- [EXERCISE] Lines from the top of the entries down to the line with "Phrase: yellow wheel rim" must be set down exactly as they stand, with both ends retained.
=-=-=
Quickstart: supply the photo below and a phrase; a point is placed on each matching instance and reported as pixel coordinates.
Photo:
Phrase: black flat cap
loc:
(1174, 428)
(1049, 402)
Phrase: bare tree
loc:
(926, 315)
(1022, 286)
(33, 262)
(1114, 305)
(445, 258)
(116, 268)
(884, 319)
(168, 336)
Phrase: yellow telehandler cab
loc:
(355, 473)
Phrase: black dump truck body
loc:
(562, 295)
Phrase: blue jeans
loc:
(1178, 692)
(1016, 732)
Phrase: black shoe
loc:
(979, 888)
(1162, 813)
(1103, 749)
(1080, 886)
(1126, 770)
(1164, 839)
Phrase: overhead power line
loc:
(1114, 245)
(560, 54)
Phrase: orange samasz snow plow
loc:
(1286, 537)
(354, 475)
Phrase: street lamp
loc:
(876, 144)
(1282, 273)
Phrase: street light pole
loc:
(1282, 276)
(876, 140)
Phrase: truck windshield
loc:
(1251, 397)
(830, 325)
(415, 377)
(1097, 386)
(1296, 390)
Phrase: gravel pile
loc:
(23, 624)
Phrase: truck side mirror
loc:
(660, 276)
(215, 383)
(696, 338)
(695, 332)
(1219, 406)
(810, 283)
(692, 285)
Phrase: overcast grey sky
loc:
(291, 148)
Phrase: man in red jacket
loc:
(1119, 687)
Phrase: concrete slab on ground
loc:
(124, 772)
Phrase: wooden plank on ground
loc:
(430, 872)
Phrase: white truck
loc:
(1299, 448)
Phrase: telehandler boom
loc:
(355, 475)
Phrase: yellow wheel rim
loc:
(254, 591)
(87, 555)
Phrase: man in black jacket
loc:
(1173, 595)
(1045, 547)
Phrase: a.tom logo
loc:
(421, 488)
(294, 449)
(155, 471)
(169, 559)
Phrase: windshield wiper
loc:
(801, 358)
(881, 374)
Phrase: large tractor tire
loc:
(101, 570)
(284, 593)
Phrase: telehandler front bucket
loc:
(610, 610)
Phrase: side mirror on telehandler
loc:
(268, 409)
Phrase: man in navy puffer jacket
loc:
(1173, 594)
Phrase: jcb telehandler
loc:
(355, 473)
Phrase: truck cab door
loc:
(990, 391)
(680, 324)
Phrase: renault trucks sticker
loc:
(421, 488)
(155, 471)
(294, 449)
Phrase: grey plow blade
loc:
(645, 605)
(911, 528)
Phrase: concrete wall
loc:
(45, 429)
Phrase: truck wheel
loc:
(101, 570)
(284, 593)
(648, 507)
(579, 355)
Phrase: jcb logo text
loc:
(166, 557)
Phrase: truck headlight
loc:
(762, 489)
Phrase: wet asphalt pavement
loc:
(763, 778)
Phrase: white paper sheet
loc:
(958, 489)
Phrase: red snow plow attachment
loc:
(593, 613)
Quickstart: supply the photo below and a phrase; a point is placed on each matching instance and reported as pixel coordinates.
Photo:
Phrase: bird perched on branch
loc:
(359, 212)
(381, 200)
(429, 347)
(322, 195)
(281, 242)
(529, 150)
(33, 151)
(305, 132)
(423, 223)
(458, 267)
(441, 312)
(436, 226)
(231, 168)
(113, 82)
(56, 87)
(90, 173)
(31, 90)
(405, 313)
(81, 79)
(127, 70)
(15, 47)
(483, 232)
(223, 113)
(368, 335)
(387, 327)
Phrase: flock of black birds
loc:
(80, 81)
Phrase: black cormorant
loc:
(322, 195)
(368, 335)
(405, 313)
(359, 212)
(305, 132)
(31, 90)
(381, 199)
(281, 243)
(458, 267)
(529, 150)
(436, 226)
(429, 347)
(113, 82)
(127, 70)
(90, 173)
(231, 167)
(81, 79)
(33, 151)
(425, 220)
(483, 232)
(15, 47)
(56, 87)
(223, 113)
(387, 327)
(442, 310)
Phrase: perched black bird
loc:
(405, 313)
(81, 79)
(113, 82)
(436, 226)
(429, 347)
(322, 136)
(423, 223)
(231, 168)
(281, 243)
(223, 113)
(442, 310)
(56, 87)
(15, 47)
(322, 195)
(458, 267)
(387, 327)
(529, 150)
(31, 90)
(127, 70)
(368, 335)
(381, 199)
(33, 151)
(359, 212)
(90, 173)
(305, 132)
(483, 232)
=-=-=
- [ANSWER TO THIS PROBLEM]
Quickstart: supply the photo below and a phrase; a point is placed on each matching instance and reported as pixel coordinates.
Photo:
Phrase: black flat cap
loc:
(1174, 428)
(1049, 402)
Phrase: bare tree
loc:
(926, 315)
(1022, 286)
(33, 262)
(1114, 305)
(445, 258)
(116, 268)
(884, 319)
(168, 336)
Phrase: yellow telehandler cab
loc:
(355, 473)
Phrase: black dump truck body
loc:
(562, 295)
Phrase: blue jeans
loc:
(1178, 692)
(1016, 732)
Phrase: black shoe
loc:
(979, 888)
(1162, 813)
(1103, 749)
(1080, 886)
(1126, 770)
(1164, 839)
Phrase: overhead power line
loc:
(1114, 245)
(560, 54)
Phrase: orange samasz snow plow
loc:
(1286, 537)
(354, 475)
Phrase: street lamp
loc:
(876, 144)
(1282, 273)
Phrase: street light pole
loc:
(1282, 276)
(876, 140)
Phrase: truck windshield
loc:
(1251, 397)
(830, 325)
(415, 377)
(1097, 386)
(1296, 390)
Phrase: gravel pile
loc:
(23, 624)
Phrase: truck side mirror
loc:
(660, 276)
(215, 383)
(696, 338)
(695, 332)
(1219, 406)
(810, 283)
(692, 285)
Phrase: overcast grey sky
loc:
(291, 148)
Phrase: man in red jacket
loc:
(1119, 687)
Phrase: concrete slab on ground
loc:
(124, 772)
Phrase: wooden plank on ground
loc:
(430, 872)
Phrase: white truck
loc:
(1299, 448)
Phrase: telehandler boom
loc:
(355, 475)
Phrase: yellow wheel rim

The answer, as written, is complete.